**Brief A:** Copy out the part of the page about the 1987 film that begins at the words "The film follows" and stops after "the three women.".

**Page extract:**
## BEGIN

- Theatrical release poster
- Directed by: George Miller
- Screenplay by: Michael Cristofer
- Based on: The Witches of Eastwick by John Updike
- Produced by: Neil Canton; Peter Guber; Jon Peters;
- Starring: Jack Nicholson; Cher; Susan Sarandon; Michelle Pfeiffer; Veronica Cartwright;
- Cinematography: Vilmos Zsigmond
- Edited by: Richard Francis-Bruce; Hubert C. de la Bouillerie;
- Music by: John Williams
- Production companies: Guber-Peters Company; Kennedy Miller;
- Distributed by: Warner Bros.
- Release date: June 12, 1987;
- Running time: 118 minutes
- Country: United States
- Language: English
- Budget: $22 million
- Box office: $103 million

= The Witches of Eastwick (film) =

1987 film by George Miller

The Witches of Eastwick is a 1987 American dark fantasy comedy film directed by George Miller from a screenplay by Michael Cristofer, based on the 1984 novel by John Updike. It stars Jack Nicholson alongside Cher, Susan Sarandon, Michelle Pfeiffer, and Veronica Cartwright.

The film follows three best friends who are unaware that they are witches and that their regular meetings have formed an informal coven; the arrival in town of a mysterious man who starts courting them marks the start of a back-and-forth between him and the three women.

## END

**Extracted material:**
## BEGIN

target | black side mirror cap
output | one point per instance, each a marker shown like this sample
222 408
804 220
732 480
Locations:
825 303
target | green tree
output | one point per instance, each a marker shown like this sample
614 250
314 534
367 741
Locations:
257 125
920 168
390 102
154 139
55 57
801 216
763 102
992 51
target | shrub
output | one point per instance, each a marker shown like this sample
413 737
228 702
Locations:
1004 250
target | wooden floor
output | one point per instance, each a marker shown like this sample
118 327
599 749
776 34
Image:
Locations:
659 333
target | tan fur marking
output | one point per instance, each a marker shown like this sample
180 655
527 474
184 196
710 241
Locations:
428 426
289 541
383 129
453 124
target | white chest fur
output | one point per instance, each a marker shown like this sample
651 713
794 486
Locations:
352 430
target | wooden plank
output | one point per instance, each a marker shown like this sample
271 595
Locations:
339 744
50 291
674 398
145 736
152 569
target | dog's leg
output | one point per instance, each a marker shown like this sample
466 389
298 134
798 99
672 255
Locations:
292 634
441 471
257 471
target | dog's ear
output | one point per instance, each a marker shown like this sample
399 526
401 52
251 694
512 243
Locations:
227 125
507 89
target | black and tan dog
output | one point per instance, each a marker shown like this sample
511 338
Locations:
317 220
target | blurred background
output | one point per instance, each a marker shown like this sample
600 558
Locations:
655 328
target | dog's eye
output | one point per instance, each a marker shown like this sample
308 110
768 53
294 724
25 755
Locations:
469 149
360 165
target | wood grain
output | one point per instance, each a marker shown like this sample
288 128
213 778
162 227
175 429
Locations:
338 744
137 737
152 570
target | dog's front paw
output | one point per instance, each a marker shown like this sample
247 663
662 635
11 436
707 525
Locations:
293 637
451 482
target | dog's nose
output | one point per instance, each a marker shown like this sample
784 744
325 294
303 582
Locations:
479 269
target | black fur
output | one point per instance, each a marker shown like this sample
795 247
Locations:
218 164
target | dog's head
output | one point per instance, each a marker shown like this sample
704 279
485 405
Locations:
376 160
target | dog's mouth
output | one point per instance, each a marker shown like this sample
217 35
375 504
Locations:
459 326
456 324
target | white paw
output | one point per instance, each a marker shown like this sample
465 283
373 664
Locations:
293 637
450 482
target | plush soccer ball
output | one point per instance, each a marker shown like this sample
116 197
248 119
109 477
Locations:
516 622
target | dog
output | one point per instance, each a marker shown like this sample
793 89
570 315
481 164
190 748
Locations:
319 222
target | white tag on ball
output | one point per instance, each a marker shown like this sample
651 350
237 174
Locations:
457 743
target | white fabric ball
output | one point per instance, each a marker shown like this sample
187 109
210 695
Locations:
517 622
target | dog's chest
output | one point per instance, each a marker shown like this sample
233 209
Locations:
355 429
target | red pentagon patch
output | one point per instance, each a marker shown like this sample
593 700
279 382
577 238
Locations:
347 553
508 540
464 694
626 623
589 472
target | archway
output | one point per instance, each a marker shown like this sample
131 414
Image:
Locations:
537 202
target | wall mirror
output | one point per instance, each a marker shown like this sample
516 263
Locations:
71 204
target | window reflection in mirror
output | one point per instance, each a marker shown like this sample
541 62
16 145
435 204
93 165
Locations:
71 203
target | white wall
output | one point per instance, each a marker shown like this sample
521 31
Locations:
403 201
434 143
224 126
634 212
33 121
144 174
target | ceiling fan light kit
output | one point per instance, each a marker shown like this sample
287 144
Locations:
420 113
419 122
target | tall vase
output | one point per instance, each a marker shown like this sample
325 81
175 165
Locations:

## END

**Brief B:** How many lines of the entries contain the string "ball"? Reply with the number alone.

**Right answer A:**
The film follows three best friends who are unaware that they are witches and that their regular meetings have formed an informal coven; the arrival in town of a mysterious man who starts courting them marks the start of a back-and-forth between him and the three women.

**Right answer B:** 3